- Beragam Suku dalam Masyarakat Muslim Tegallinggah Bali
SELAIN suku Bugis yang diyakini sebagai cikal bakal terbentuknya masyarakat Muslim Tegallinggah, Desa Tegallinggah, Kecamatan Sukasada, Buleleng, Bali, ada suku-suku lain di dalamnya. Di antaranya suku Jawa dan Bali. Bahkan dalam masyarakat Muslim Tegallinggah ada keturunan Bali age, yakni dari Sidatapa dan Pedawa.
Dalam Focus Group Discussion (FGD) Temuan Awal Sejarah Masuk dan Berkembangnya Islam di Desa Tegallinggah yang dilaksanakan di Masjid Jami’ Al Miftah Tegallinggah, Jumat (6/1/2023), tokoh Muslim Tegallinggah, Jaelani, menguraikan bagaimana beberapa suku membentuk masyarakat Muslim Tegallinggah.
Jaelani menjelaskan, Muslim Tegallinggah awalnya dari Bugis. Di bawah pimpinan Sayyid Umar. Mereka diperkirakan 5 sampai 10 orang. Sebelum ke Tegallinggah, orang-orang Bugis ini sempat tinggal di Tukadmungga. Itu dibuktikan dengan keberadaan makam Sayyid Umar di Tukadmungga.
Untuk membiayai kehidupan sehari-harinya, komunitas Bugis ini mencoba bertani. Karena Tukadmungga dirasa kurang cocok untuk pertanian, komunitas Bugis ini menuju ke arah selatan. Membabat hutan. Ketemulah wilayah yang dinamakan Kubu. Di daerah ini, komunitas Bugis tersebut mengembangkan pertanian, yang nantinya menjadi cikal bakal keberadaan Muslim Tegallinggah.
Menurut Jaelani, di dalam masyarakat Muslim Tegallinggah sebenarnya yang lebih banyak adalah warga pribumi (atau Bali). Warga pribumi Bali Hindu tersebut kemudian menjadi muallaf, menjadi Muslim. Jaelani memperkirakan jumlahnya 80 persenan dari total Muslim Tegallinggah.
Kenapa mereka masuk Islam? Dalam analisa Jaelani, orang Bugis yang datang ke Tegallinggah bukan orang sembarangan. Mereka adalah pendakwah, yang berdakwah baik di dalam internal komunitas mereka maupun berdakwah ke komunitas eksternal mereka.
Berdakwahnya lewat perdagangan, pengobatan maupun pertanian. Bagaimana hebatnya orang-orang Bugis ini berdagang. Bagaimana mereka mempunyai kemampuan mengobati penyakit. Bagaimana hebatnya mereka bertani.
Dalam berdagang, misalnya, orang-orang Bugis ini membangun saling percaya dengan masyarakat Hindu. Saudara-saudara Bali Hindu diberikan modal berdagang oleh orang-orang Bugis ini jika mereka tidak mempunyai modal.

[YANG HARUS DIHASILKAN]: Menurut kutipan teks tentang masyarakat Muslim Tegallinggah, siapa yang memimpin orang-orang Bugis yang menjadi asal mula Muslim Tegallinggah?

[DATA YANG DIBERIKAN]:
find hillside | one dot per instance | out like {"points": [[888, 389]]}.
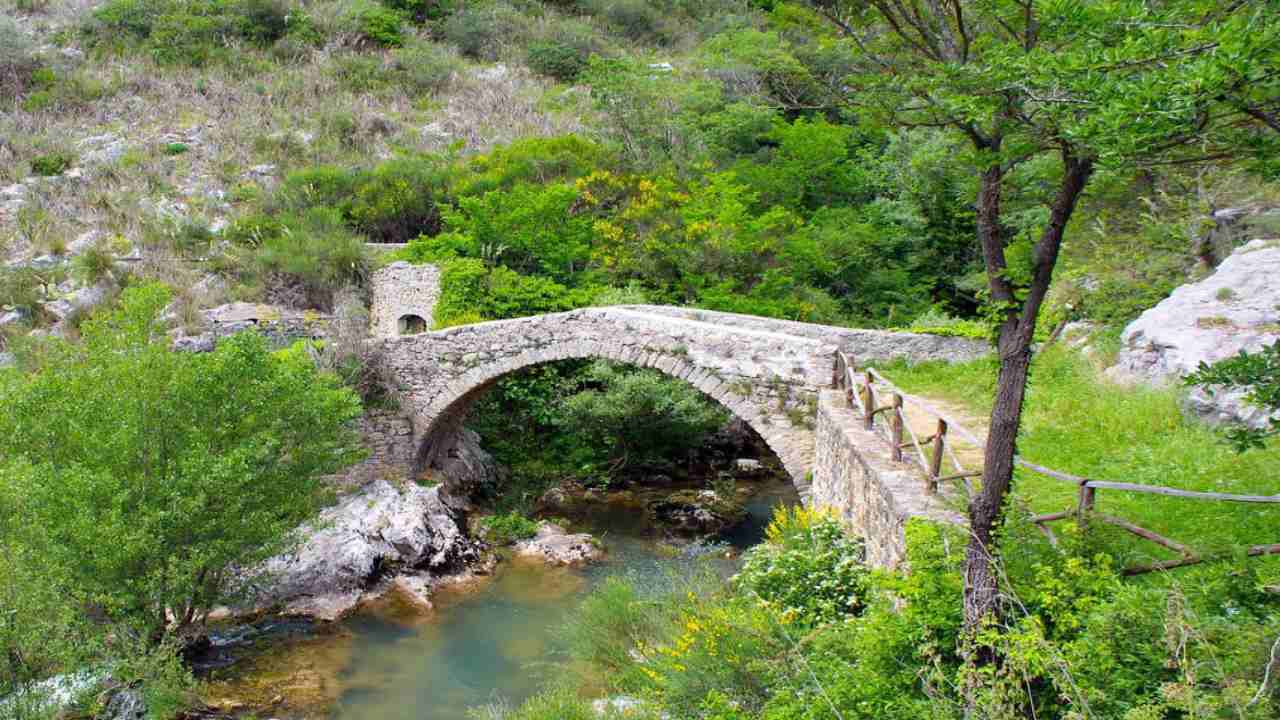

[JAWABAN YANG BENAR]: Sayyid Umar.